Estratto del documento
· · · ·
Aperta fino al prossimo 5 maggio, la mostra Architetture inabitabili alla Centrale Montemartini a Roma interpreta il significato dell’architettura spogliata della sua utilità e della sua funzionalità, elevando la percezione a un grado emozionale ed evocativo.

 

di Nora Santonastaso

 

La Centrale Montemartini è una delle mete preferite dei miei tour a tema turista in casa propria. Situata lungo via Ostiense, a pochi metri dall’oro lucente della Basilica di San Paolo, dal nuovo Rettorato di Roma Tre di Mario Cucinella Architects e dai mille e più luoghi di ristoro che, negli ultimi anni, hanno popolato il quartiere, contribuendo alla sua riqualificazione, combina in perfetto equilibrio arte antica e recupero industriale.

 


Uno degli spazi interni della Centrale Montemartini a Roma. Foto © Jean-Pierre Dalbéra

 

I cinefili più appassionati conoscono la Centrale anche come location delle prime scene di quelle Fate ignoranti che Ferzan Ozpetek ambienta per lo più proprio nel quartiere Ostiense. La terrazza delle tante cene raccontate nel film è infatti quella di Industrie Fluviali, spazio poliedrico aperto a realtà creative e dinamiche con affaccio sul Gazometro e sul fiume.
· · · ·
Dati forniti
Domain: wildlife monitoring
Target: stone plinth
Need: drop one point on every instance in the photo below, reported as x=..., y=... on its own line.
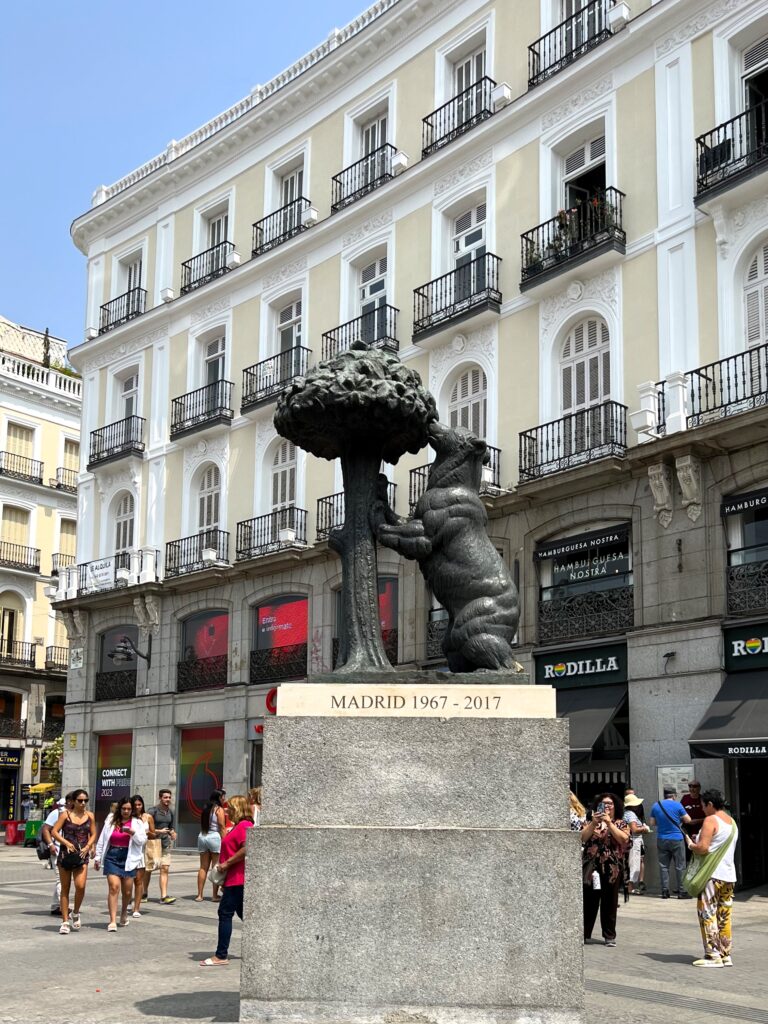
x=414, y=870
· · · ·
Istruzioni di lavoro
- A) In base al testo sulla Centrale Montemartini, spiega in una-tre frasi perché i cinefili più appassionati conoscono la Centrale.
- B) Prosegui il testo sulla Centrale Montemartini partendo dopo la sua ultima frase.
Il materiale è a sé e non fa parte del testo sulla Centrale Montemartini.

Risposte per compito
- A) I cinefili la conoscono perché la Centrale è la location delle prime scene delle Fate ignoranti di Ferzan Ozpetek. Il film è ambientato per lo più proprio nel quartiere Ostiense.

- B)
Nessuno spazio espositivo avrebbe potuto accogliere meglio un’interessante mostra che ho avuto l’occasione di visitare qualche giorno fa, complice anche l’iniziativa promossa dal Comune di Roma che rende accessibili gratuitamente, ogni prima domenica del mese, musei, parchi archeologici e luoghi della cultura statali. Questa agevolazione può fare la differenza se, come me, vi accompagnano spesso, nelle vostre visite itineranti, più membri della famiglia o più di qualche amico.

 


La copertina del catalogo della mostra Architetture inabitabili. Foto © Marsilio


La mostra si chiama Architetture inabitabili e resterà aperta fino al prossimo 5 maggio. Avete quindi tutto il tempo di programmare una visita, cogliendo l’occasione di tornare - o di scoprire per la prima volta - gli spazi della Centrale Montemartini. Lasciano a bocca aperta ogni volta.

 

Ma torniamo a parlare della mostra. Perché quell’inabitabili che, forse, può sembrare estraneo e lontano dal concetto di un’architettura che, invece, ha il compito primario di accogliere, ospitare e far svolgere al meglio, al proprio interno, le funzioni e le attività della nostra vita di ogni giorno?

 

Il motivo risiede nell’indagine stessa che, a monte della selezione di architetture in mostra, ricerca in loro un significato che vada al di là del rapporto con l’uomo e con la sua presenza attiva nello spazio, responsabile di modifiche, integrazioni, trasformazioni nel corso del tempo.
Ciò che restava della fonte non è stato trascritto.